> Required action
Return the passage below on the Home Office's planned deportation of 50 Black Britons, reproducing the entire text without any changes.

> Excerpt
****

News of the Home Office’s plan to deport 50 Black Britons on the 2nd of December was met with outrage and fierce resistance from campaigners and public figures alike.
82 Black public figures including David Olusoga, Naomi Campbell and Bernadine Evaristo wrote to airlines that had previously worked on deportation charter flights urging them not to proceed with the deportations. They warned that some of those due to be deported had suffered ill-treatment citing physical scars or had siblings killed in Jamaica, putting them at risk if removed from the UK.
Detention Action, a charity which works to prevent unjust deportations, stressed the cruelty of the deportations. They found that one of the Black Britons due to be deported attempted suicide in the lead up to the flight, was hospitalised, and then forced straight back into detention to be deported. Detention Action also stressed that the prevalence of COVID-19 in detention centres was capable of constituting a death sentence.

****

[Items drawn from a data source]
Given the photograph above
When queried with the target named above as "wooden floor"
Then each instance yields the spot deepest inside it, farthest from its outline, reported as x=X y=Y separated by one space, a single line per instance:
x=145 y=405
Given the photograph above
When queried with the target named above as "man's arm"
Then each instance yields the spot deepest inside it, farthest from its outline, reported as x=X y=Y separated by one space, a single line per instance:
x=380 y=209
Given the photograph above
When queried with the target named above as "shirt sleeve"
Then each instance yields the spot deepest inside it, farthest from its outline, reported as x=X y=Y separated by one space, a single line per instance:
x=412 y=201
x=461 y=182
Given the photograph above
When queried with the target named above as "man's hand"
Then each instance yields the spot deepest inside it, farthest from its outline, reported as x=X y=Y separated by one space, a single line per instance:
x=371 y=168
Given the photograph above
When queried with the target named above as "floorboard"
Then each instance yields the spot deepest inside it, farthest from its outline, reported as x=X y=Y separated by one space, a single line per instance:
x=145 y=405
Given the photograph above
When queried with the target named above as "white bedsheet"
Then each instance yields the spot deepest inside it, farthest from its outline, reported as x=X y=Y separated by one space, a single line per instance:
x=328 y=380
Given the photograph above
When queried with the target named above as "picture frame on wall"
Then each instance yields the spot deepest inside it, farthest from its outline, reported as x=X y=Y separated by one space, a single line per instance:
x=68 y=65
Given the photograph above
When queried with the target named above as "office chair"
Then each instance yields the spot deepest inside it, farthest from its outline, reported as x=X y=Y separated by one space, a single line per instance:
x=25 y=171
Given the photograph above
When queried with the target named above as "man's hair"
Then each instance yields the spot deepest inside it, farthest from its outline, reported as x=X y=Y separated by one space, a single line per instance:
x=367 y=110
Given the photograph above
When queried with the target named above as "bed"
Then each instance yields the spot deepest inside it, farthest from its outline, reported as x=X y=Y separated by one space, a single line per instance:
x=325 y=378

****

> Solution for this exercise
News of the Home Office’s plan to deport 50 Black Britons on the 2nd of December was met with outrage and fierce resistance from campaigners and public figures alike.
82 Black public figures including David Olusoga, Naomi Campbell and Bernadine Evaristo wrote to airlines that had previously worked on deportation charter flights urging them not to proceed with the deportations. They warned that some of those due to be deported had suffered ill-treatment citing physical scars or had siblings killed in Jamaica, putting them at risk if removed from the UK.
Detention Action, a charity which works to prevent unjust deportations, stressed the cruelty of the deportations. They found that one of the Black Britons due to be deported attempted suicide in the lead up to the flight, was hospitalised, and then forced straight back into detention to be deported. Detention Action also stressed that the prevalence of COVID-19 in detention centres was capable of constituting a death sentence.